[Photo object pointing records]
● ● ● ● ● ● ●
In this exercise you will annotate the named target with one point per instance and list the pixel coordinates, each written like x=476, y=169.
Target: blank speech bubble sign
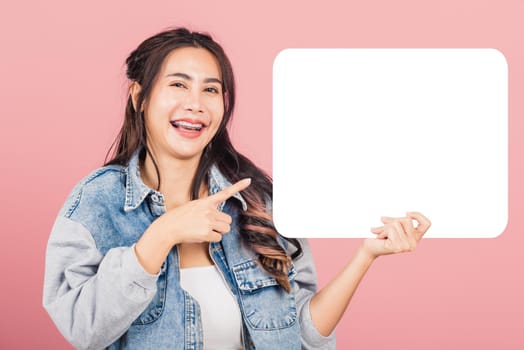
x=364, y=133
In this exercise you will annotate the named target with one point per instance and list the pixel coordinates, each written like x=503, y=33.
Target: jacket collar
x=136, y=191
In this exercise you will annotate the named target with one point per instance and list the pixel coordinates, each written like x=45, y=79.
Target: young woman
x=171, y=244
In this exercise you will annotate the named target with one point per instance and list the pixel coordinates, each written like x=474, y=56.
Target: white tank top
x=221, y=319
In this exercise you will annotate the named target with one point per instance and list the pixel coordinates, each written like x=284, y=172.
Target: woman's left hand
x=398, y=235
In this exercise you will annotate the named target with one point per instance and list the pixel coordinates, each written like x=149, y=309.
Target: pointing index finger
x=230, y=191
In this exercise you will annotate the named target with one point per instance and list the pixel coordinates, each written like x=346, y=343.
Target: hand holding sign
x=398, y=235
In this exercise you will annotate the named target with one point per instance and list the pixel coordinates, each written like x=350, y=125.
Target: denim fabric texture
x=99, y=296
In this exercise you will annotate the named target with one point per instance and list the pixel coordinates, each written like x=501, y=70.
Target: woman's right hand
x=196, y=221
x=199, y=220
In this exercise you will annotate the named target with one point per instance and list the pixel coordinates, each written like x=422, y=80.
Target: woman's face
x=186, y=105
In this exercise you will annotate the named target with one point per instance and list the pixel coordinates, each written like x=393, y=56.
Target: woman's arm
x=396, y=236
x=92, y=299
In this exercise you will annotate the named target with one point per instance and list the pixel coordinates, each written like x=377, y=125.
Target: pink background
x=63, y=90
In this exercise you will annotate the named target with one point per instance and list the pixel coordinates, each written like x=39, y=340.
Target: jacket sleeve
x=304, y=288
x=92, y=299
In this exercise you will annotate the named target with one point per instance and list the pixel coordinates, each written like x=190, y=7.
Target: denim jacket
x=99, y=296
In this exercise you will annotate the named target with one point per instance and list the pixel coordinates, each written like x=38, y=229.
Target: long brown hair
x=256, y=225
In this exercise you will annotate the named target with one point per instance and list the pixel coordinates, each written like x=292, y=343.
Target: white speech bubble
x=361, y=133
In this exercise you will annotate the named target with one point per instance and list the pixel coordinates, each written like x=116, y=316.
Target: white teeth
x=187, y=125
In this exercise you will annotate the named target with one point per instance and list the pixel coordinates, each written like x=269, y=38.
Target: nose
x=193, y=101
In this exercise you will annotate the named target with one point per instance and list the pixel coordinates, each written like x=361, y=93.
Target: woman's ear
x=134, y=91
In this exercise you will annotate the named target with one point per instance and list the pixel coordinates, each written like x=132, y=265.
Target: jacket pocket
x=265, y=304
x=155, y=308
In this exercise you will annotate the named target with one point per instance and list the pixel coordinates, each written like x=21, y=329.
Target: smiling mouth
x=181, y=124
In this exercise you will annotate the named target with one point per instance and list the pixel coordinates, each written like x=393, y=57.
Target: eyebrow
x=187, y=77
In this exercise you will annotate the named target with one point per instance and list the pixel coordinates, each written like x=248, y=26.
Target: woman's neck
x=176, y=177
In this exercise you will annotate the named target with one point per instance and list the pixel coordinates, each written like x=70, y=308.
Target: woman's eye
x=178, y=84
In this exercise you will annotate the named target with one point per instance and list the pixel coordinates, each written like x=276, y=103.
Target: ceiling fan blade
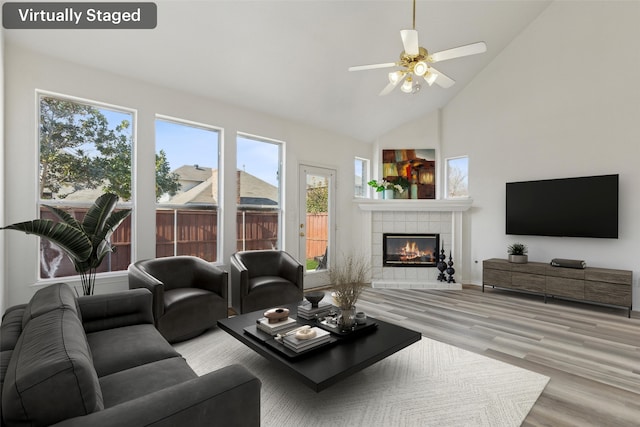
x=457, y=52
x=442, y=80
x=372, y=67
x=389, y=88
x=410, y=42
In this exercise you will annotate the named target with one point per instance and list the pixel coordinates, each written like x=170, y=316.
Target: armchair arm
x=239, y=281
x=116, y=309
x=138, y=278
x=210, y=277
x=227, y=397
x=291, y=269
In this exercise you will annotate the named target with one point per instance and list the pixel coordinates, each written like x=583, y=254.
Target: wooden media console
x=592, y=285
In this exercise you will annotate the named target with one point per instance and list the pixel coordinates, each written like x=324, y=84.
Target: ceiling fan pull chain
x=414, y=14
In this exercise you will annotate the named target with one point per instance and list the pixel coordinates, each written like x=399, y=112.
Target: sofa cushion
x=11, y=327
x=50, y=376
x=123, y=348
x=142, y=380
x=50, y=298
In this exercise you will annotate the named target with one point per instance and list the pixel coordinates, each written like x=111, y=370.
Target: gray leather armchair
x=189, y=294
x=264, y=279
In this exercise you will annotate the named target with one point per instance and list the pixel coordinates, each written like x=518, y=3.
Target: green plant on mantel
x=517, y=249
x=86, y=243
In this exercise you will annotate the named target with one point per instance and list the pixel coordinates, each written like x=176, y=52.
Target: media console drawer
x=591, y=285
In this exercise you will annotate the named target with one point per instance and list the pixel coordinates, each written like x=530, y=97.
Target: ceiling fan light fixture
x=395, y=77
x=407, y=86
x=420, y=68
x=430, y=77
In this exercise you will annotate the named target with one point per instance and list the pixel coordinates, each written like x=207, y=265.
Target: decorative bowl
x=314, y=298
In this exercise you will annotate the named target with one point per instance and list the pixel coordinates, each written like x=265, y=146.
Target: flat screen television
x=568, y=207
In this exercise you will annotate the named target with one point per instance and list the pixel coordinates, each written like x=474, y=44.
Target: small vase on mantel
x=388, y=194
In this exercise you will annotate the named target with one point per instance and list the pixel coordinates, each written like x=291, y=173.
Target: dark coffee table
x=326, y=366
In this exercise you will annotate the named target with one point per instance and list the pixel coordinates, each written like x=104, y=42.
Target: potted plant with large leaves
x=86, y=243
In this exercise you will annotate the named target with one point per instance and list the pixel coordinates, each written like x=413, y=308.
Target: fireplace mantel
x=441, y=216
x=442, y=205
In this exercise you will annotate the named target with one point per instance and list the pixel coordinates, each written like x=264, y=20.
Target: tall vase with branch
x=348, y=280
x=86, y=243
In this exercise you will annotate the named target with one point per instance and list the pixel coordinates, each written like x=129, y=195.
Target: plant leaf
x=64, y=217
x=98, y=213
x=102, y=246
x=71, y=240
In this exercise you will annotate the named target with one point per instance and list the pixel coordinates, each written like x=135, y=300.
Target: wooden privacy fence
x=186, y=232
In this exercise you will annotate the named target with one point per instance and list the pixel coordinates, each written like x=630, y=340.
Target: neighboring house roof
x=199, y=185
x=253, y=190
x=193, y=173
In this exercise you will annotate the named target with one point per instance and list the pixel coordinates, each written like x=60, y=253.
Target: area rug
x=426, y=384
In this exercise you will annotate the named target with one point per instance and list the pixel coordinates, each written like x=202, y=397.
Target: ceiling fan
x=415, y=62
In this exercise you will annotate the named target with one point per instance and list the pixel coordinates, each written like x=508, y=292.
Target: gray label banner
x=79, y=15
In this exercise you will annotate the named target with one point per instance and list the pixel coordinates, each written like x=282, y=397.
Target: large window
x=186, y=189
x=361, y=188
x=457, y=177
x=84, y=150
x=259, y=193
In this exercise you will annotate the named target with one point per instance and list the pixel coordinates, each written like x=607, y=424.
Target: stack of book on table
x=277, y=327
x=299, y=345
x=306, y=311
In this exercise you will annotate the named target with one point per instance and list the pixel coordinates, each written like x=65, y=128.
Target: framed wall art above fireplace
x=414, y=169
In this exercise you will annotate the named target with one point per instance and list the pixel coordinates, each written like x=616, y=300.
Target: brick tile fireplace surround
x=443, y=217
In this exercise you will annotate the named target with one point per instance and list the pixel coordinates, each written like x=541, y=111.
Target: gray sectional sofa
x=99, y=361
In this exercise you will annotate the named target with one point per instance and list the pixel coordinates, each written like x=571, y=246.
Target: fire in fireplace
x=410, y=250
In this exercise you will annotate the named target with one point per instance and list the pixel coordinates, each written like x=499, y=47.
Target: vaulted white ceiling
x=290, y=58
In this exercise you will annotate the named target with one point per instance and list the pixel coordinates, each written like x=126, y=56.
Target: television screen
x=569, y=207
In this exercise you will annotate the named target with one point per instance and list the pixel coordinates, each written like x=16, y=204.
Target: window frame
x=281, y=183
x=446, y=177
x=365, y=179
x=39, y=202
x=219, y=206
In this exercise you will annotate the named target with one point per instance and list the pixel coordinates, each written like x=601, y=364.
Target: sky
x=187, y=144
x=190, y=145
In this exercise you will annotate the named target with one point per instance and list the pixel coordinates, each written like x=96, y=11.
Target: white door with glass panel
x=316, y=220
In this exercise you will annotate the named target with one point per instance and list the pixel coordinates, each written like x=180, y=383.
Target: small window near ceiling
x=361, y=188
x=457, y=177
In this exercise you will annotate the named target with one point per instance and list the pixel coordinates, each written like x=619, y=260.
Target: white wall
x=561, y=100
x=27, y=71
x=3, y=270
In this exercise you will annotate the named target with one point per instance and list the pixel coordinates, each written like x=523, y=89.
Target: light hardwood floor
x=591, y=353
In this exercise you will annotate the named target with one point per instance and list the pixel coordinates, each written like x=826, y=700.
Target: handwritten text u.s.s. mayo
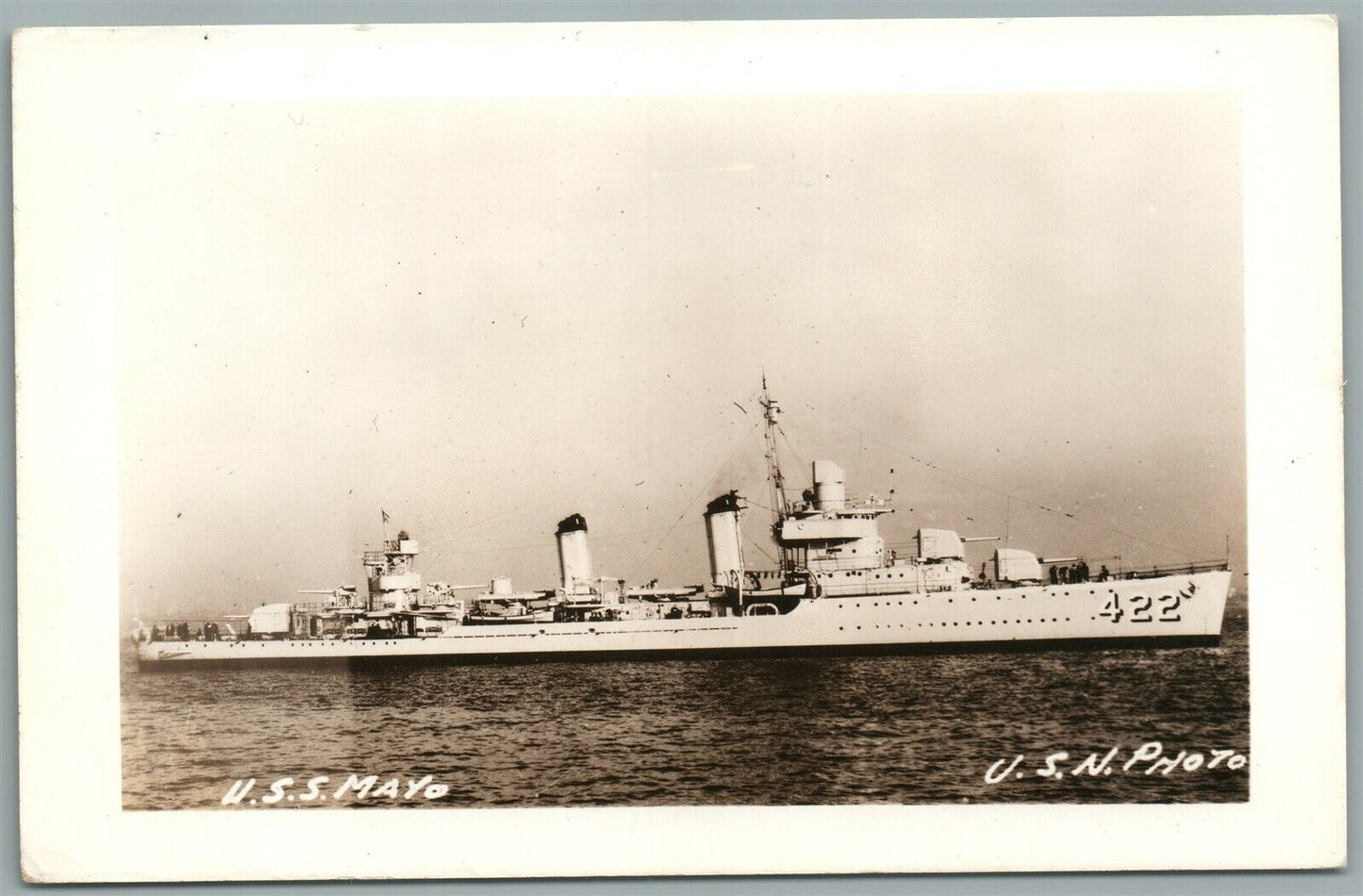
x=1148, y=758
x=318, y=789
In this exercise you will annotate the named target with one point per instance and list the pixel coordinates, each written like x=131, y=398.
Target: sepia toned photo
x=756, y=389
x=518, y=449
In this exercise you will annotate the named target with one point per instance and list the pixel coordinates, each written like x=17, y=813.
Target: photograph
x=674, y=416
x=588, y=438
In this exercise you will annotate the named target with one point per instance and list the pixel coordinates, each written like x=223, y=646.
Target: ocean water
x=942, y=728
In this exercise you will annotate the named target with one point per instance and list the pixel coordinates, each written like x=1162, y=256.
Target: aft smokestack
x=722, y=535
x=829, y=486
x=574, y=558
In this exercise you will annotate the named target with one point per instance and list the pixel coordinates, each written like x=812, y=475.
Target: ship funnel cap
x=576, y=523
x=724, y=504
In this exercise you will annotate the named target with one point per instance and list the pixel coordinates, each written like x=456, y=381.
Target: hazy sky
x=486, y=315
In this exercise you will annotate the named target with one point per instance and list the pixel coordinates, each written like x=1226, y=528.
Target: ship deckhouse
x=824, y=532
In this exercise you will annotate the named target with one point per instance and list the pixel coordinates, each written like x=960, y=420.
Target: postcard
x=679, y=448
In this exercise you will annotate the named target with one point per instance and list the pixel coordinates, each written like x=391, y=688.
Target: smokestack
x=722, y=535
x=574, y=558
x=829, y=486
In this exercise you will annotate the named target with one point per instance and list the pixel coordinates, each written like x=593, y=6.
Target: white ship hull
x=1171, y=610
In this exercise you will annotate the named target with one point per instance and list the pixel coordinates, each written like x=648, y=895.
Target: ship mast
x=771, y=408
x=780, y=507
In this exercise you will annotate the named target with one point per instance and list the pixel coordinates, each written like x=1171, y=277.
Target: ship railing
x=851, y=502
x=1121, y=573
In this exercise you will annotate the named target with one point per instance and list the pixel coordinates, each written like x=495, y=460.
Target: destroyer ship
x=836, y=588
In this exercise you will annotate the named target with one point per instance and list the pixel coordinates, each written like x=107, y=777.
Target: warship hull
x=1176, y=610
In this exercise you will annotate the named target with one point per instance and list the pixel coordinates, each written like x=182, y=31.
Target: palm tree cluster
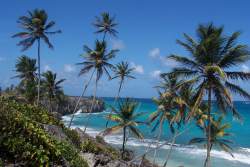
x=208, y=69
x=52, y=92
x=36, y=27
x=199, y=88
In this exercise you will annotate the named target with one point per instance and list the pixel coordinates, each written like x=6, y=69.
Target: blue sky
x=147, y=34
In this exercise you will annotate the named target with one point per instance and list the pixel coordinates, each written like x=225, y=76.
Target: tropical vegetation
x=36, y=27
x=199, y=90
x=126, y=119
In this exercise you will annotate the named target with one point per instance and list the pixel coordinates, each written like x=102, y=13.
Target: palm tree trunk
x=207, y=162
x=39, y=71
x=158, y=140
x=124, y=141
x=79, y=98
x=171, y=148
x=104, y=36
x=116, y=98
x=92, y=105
● ● ● ● ● ● ●
#### [OBJECTIVE]
Can you arrange the entries from the line containing "like x=45, y=79." through the line containing "x=221, y=319", both included, as a JSON list of strings with one string per line and no blank lines?

#### [THE RESULT]
[
  "In this exercise you will annotate the named target with one point per instance and list the pixel coordinates, each written like x=45, y=79.",
  "Target: young woman",
  "x=171, y=244",
  "In this exercise you will annotate the named target with one point per instance and list the pixel coordinates, each written like x=474, y=56.",
  "Target: white tank top",
  "x=221, y=319"
]